/---

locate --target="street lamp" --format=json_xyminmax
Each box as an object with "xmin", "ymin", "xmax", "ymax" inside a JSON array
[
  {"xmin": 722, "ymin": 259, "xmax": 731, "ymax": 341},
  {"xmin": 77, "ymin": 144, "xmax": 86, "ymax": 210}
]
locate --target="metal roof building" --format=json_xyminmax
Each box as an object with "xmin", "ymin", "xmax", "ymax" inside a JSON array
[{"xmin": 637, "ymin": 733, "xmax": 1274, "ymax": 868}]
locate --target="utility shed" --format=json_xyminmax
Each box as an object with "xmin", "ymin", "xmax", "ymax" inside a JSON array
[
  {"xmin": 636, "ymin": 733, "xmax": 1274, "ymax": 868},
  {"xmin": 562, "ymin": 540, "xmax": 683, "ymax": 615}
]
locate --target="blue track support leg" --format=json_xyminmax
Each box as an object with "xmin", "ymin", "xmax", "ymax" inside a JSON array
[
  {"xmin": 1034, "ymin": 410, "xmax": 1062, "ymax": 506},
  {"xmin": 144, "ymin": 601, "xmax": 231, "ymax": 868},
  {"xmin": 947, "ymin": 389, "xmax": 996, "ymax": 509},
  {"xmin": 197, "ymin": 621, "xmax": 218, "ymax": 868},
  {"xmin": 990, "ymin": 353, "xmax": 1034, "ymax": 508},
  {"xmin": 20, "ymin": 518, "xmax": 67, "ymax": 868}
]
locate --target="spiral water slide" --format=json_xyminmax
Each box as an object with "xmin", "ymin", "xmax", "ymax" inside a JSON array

\---

Exercise: Copy out all the rows above again, substituting "detect" for each occurrence of "locate" and keeping everything else the same.

Answer for the task:
detect --target="street lamp" --format=json_xyminmax
Each box as an object with "xmin", "ymin", "xmax", "ymax" inside a JSON array
[
  {"xmin": 722, "ymin": 259, "xmax": 731, "ymax": 341},
  {"xmin": 77, "ymin": 144, "xmax": 86, "ymax": 210}
]
detect --target="metal roof building" --format=json_xyminmax
Each box as an object with "xmin", "ymin", "xmax", "ymax" inside a JSON array
[{"xmin": 637, "ymin": 733, "xmax": 1274, "ymax": 868}]
detect --target="utility shed" --format=json_xyminmax
Each box as an object with "xmin", "ymin", "xmax", "ymax" inside a JSON array
[
  {"xmin": 636, "ymin": 733, "xmax": 1274, "ymax": 868},
  {"xmin": 562, "ymin": 540, "xmax": 683, "ymax": 615}
]
detect --target="blue track support leg" --format=json_xyminmax
Each box as an object with "xmin", "ymin", "xmax", "ymax" inside a JSON array
[
  {"xmin": 1034, "ymin": 410, "xmax": 1062, "ymax": 506},
  {"xmin": 144, "ymin": 601, "xmax": 231, "ymax": 868},
  {"xmin": 947, "ymin": 389, "xmax": 996, "ymax": 509},
  {"xmin": 197, "ymin": 621, "xmax": 218, "ymax": 868},
  {"xmin": 990, "ymin": 353, "xmax": 1034, "ymax": 508},
  {"xmin": 20, "ymin": 518, "xmax": 67, "ymax": 868}
]
detect --target="spiral water slide" --format=json_xyminmax
Each box as an object with "xmin", "ymin", "xmax", "ymax" inside a JSON array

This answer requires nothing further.